● WRITTEN INSTRUCTION:
Reproduce the lines in the entries below exactly, from the line that contains "In this exercise you will mark every instance of the balcony" down to the line that contains "<point>483,35</point>", including both of those lines.

● A block of data:
• • • •

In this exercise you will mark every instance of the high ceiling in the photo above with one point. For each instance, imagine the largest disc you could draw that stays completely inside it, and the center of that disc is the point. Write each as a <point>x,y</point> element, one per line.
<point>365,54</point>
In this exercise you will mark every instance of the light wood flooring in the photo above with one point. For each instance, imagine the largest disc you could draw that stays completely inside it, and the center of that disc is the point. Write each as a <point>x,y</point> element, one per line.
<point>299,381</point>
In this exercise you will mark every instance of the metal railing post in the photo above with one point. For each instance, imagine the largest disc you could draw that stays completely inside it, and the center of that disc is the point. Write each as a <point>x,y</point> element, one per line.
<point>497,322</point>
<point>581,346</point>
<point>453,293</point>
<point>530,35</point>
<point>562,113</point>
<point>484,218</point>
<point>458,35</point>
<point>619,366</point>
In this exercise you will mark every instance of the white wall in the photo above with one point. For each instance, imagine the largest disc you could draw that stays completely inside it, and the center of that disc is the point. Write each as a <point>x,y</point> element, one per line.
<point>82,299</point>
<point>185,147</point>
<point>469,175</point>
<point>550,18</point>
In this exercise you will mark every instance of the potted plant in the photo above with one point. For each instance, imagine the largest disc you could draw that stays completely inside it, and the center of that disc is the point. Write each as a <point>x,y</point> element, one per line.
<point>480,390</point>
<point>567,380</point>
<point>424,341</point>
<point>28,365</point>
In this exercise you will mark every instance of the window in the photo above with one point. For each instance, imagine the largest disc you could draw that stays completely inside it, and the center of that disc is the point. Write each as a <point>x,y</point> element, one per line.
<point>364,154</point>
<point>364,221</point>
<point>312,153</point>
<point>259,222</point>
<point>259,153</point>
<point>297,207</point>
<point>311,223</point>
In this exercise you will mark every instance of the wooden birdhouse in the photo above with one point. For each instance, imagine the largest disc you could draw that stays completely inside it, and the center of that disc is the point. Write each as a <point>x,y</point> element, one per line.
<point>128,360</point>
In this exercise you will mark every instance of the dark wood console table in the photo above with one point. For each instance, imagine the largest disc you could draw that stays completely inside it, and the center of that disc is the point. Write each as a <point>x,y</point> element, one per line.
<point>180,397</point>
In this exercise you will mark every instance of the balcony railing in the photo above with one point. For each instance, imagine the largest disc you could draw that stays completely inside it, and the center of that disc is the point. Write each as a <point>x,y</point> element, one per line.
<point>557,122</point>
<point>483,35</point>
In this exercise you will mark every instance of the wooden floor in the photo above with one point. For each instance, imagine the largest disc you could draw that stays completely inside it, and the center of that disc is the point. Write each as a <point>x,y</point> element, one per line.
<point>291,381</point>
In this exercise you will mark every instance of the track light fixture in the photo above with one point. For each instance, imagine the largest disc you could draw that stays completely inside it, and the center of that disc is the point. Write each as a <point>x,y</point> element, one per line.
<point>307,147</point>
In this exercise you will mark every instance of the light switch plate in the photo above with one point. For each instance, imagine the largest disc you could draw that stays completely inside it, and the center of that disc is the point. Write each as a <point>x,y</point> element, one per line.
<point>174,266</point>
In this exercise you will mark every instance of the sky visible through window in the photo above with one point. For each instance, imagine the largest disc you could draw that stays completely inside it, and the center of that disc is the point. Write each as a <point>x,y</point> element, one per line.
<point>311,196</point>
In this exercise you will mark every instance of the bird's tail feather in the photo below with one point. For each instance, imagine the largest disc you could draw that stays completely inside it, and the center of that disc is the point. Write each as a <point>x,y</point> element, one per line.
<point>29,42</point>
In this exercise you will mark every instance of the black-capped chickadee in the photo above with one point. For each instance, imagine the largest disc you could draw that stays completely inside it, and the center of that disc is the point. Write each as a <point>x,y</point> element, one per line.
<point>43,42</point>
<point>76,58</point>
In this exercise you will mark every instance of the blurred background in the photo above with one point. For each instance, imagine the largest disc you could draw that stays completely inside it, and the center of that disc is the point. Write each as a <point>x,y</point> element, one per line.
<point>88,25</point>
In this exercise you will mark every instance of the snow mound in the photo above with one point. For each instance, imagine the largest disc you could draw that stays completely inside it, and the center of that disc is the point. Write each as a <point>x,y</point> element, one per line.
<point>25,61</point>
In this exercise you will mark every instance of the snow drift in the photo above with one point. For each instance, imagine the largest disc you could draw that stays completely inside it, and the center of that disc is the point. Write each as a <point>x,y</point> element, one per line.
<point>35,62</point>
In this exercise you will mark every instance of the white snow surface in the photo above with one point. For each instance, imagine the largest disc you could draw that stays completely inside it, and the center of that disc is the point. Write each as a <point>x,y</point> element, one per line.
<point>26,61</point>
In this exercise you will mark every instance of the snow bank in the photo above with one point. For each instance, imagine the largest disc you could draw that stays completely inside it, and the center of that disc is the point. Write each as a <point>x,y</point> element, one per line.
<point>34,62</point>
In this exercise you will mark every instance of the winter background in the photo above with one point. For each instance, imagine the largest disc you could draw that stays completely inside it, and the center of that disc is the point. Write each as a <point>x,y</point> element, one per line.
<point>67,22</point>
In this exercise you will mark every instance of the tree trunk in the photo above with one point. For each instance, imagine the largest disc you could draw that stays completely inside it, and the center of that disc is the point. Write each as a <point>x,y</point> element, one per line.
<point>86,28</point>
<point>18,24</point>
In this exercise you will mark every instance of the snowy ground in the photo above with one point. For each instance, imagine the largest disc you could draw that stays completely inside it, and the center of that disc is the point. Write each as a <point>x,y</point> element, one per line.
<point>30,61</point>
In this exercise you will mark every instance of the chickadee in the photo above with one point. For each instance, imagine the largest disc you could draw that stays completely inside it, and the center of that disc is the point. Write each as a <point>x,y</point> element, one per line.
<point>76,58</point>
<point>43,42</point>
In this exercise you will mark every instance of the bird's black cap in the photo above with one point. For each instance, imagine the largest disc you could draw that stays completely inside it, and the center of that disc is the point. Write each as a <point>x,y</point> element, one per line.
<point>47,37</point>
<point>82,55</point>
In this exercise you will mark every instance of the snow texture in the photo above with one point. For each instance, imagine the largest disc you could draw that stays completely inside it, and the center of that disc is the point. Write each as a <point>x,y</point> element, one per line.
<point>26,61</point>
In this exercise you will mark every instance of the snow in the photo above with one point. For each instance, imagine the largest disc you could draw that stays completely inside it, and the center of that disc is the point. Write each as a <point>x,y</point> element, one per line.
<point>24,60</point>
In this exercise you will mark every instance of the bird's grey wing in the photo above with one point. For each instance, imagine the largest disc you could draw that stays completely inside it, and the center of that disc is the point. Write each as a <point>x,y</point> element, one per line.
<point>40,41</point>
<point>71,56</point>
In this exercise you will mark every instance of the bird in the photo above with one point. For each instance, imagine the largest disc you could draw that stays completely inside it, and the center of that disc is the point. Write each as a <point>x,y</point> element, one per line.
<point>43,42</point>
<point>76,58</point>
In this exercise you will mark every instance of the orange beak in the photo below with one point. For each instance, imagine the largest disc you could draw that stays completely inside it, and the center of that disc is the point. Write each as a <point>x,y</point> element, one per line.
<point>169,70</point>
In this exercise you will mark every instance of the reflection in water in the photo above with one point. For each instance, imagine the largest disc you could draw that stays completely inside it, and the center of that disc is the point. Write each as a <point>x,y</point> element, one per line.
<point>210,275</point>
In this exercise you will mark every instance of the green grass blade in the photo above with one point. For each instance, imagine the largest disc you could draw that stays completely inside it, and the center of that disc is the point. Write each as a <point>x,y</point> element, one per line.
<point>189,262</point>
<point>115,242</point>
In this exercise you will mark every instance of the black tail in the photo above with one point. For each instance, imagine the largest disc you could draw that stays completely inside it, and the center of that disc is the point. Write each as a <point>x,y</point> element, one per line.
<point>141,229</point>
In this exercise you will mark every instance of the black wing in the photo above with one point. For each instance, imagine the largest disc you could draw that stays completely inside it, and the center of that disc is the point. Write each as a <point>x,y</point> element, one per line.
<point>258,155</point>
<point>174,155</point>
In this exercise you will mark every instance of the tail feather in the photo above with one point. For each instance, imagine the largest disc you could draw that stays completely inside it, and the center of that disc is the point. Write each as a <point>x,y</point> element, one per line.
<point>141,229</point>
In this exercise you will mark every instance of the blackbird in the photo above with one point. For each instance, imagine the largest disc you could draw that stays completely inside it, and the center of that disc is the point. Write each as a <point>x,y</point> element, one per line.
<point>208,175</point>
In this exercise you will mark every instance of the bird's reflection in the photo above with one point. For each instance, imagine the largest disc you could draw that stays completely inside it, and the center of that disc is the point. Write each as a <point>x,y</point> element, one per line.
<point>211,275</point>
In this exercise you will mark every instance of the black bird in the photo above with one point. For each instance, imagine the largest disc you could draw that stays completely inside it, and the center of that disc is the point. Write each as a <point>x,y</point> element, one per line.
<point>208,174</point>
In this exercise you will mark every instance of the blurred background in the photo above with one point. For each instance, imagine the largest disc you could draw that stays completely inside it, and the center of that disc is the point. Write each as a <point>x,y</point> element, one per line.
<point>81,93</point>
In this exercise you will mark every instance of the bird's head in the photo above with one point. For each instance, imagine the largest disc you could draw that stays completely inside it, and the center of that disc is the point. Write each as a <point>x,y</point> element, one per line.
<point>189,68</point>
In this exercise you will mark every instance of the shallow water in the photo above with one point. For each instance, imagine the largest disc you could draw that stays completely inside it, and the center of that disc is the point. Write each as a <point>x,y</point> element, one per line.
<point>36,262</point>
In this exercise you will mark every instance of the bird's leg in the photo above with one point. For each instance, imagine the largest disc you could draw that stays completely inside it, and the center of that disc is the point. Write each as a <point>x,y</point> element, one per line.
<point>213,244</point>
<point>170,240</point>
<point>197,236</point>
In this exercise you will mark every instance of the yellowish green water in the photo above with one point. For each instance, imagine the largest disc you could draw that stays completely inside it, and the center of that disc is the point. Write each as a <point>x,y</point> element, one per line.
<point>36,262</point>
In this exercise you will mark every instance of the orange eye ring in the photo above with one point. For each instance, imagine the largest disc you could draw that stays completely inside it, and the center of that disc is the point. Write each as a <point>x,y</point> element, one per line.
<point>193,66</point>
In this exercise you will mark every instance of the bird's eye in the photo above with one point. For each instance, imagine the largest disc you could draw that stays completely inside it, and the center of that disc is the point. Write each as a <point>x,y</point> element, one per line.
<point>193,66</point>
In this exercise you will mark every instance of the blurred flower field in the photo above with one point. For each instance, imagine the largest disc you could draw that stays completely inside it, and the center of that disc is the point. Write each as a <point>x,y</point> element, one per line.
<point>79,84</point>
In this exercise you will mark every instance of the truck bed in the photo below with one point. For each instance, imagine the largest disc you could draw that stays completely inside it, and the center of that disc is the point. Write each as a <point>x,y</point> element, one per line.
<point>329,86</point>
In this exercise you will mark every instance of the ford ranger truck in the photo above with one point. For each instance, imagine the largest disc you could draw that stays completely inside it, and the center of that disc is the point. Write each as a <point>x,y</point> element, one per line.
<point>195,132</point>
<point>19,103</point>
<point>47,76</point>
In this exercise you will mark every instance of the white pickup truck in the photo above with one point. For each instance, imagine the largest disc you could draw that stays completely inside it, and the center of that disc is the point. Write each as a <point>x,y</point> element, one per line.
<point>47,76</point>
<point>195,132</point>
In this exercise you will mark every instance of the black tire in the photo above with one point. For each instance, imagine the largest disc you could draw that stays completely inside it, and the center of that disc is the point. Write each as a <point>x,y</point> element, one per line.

• • • •

● RESULT OF THIS TASK:
In this exercise you will mark every instance of the balcony railing in the photo above with one point. For each instance, imagine the largest disc you could draw that stays completely inside it, and the center of that disc is the point. Write each as a <point>x,y</point> element, one per line.
<point>557,122</point>
<point>483,35</point>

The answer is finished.